Directive —
Find every line in the items below that contains the string "blue" and copy each of those lines, matching case exactly.

Data supplied —
============
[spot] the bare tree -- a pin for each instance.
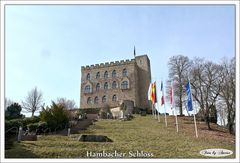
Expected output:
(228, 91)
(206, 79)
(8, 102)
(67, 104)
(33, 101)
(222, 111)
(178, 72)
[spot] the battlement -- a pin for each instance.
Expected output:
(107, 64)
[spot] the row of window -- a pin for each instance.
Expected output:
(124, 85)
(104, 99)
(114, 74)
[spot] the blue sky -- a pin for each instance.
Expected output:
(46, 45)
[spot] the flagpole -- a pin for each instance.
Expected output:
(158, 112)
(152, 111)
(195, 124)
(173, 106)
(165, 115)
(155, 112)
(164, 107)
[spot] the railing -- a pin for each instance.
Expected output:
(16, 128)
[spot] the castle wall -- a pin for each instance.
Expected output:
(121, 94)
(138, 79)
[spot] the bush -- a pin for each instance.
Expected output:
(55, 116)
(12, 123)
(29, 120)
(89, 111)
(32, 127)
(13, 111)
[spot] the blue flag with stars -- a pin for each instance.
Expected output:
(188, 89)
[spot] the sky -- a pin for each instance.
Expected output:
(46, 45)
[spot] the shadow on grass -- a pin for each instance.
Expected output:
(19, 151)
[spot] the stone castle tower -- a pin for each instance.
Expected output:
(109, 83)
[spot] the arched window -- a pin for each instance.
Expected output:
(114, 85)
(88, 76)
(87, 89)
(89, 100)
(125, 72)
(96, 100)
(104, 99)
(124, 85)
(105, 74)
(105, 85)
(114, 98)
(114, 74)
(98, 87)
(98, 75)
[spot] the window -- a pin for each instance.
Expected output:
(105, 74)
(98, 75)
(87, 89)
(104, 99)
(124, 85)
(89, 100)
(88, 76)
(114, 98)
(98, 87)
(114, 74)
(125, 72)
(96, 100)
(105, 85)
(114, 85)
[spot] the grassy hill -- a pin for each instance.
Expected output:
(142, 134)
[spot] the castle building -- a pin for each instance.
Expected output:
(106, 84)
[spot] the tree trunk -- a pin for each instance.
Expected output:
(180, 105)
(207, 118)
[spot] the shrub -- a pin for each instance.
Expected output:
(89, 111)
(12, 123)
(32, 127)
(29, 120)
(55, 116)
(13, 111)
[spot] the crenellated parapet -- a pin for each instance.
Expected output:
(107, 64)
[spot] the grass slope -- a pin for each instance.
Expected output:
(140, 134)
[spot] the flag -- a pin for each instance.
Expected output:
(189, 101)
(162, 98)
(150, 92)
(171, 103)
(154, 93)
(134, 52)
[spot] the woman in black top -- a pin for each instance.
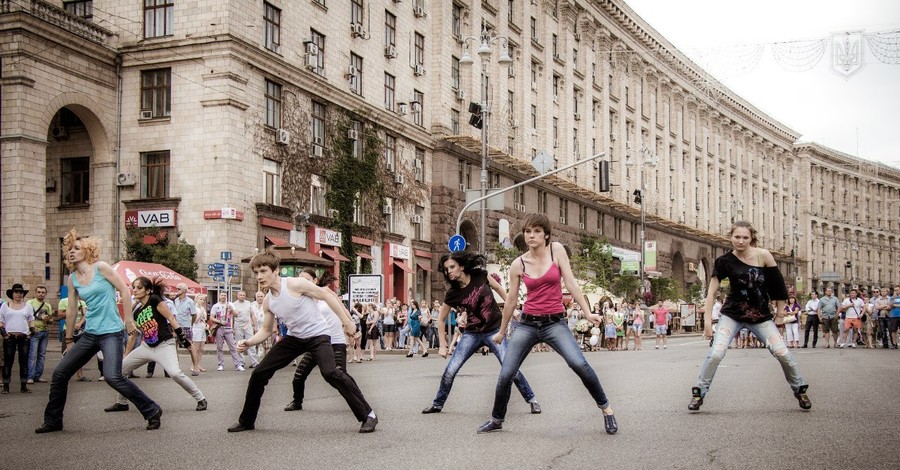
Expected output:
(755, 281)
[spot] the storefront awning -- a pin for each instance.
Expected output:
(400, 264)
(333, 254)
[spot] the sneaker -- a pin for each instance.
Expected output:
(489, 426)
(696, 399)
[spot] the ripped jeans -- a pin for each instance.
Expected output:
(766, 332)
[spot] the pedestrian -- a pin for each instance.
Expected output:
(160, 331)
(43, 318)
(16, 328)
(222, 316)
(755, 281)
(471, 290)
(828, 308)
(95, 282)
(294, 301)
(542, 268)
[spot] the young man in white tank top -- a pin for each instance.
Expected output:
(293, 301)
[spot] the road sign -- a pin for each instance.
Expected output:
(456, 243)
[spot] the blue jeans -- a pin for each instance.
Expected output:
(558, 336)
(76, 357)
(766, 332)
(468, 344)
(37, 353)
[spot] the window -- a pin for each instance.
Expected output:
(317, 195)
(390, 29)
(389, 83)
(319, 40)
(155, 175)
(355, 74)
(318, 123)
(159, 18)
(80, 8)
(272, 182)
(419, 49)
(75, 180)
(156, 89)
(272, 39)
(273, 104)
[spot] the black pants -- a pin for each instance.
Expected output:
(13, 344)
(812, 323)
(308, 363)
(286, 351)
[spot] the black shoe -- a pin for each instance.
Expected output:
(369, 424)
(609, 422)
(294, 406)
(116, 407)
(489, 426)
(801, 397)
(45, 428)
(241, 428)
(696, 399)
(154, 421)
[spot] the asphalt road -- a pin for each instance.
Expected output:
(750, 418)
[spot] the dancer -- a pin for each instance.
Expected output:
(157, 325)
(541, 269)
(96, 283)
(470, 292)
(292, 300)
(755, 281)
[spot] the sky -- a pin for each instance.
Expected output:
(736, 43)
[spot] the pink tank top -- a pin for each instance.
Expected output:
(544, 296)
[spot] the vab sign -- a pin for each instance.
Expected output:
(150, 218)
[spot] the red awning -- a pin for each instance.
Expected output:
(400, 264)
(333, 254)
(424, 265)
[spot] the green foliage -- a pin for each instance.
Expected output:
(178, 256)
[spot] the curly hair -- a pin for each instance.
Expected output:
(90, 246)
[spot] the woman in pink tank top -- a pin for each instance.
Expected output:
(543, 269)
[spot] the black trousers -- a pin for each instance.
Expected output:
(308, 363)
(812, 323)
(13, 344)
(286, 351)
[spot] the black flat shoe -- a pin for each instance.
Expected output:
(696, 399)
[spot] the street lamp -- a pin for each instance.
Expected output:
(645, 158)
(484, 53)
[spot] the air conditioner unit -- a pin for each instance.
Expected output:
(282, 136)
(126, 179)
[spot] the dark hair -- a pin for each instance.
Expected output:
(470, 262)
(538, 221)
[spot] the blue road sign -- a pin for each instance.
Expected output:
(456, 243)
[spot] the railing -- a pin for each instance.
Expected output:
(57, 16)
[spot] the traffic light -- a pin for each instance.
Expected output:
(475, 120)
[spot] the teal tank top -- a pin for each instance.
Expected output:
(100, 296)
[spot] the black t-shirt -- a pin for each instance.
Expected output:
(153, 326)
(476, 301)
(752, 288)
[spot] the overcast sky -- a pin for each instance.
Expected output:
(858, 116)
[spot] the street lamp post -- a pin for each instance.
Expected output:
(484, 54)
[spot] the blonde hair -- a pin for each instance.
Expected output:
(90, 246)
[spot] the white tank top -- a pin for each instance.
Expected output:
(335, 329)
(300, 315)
============
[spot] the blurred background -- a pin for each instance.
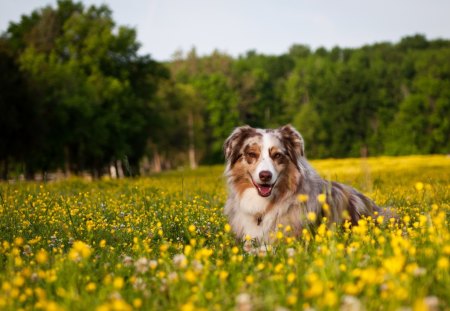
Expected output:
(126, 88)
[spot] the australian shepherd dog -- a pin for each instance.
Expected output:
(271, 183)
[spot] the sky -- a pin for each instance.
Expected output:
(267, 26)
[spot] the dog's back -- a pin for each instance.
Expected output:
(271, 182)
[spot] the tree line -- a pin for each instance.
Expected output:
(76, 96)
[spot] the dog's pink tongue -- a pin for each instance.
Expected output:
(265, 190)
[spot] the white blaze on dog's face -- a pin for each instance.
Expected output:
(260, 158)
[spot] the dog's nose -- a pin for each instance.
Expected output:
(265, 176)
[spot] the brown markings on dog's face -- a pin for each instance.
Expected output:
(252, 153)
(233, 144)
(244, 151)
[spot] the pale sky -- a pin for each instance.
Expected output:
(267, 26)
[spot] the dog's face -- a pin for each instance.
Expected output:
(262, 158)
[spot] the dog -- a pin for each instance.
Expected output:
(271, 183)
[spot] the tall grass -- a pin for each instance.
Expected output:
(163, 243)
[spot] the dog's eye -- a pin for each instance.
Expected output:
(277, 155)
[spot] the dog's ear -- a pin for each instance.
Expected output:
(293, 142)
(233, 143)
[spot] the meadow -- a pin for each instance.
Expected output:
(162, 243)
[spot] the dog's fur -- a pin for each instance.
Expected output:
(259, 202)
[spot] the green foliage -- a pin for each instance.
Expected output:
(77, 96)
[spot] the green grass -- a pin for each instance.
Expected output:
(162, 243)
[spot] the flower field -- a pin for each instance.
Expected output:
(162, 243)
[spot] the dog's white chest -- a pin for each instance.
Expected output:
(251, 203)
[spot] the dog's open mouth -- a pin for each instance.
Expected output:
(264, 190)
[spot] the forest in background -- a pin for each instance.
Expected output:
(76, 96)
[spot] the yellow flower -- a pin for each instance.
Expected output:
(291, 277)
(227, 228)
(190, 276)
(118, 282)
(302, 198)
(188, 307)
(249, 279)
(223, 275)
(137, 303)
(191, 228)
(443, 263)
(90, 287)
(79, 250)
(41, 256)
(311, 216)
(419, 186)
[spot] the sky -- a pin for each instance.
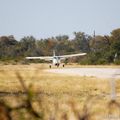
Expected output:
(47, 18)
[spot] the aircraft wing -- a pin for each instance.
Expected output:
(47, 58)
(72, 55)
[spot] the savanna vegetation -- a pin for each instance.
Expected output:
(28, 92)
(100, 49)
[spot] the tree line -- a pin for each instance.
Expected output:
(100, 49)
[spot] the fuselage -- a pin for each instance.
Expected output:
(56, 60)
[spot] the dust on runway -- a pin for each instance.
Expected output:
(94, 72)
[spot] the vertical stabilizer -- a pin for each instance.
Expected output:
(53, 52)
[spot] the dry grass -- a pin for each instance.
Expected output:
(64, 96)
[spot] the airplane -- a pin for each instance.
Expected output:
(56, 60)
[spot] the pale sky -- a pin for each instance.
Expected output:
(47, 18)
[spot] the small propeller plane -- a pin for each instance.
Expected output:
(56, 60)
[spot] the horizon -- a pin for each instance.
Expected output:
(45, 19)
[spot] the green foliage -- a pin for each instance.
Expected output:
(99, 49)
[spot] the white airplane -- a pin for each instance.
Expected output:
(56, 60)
============
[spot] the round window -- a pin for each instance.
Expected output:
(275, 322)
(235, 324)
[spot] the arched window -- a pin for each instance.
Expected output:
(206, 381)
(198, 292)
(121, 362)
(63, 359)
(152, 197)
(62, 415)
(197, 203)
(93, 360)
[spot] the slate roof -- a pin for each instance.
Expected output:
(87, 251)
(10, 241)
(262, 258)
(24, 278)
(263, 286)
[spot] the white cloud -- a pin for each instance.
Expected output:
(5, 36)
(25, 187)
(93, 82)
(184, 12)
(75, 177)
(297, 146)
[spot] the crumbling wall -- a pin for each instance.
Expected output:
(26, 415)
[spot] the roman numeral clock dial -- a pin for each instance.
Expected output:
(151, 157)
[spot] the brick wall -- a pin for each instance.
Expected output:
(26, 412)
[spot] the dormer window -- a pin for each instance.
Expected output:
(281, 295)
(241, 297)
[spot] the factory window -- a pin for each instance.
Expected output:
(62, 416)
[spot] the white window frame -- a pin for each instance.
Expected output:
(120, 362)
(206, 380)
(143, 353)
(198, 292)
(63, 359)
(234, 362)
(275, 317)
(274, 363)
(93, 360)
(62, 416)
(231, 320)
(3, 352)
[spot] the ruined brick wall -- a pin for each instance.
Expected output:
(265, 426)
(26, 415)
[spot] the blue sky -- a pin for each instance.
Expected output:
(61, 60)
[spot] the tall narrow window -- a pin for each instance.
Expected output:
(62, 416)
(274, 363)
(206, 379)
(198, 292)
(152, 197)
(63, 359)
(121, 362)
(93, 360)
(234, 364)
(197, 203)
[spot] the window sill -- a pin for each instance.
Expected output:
============
Solution to the problem —
[spot] the blue sky -- a pin for each instance.
[spot] the blue flag with stars -- a pin for each instance.
[spot] the blue jeans -- a pin for each instance.
[spot] the blue road sign -- a pin for each instance.
[spot] the blue sky -- a pin for each instance.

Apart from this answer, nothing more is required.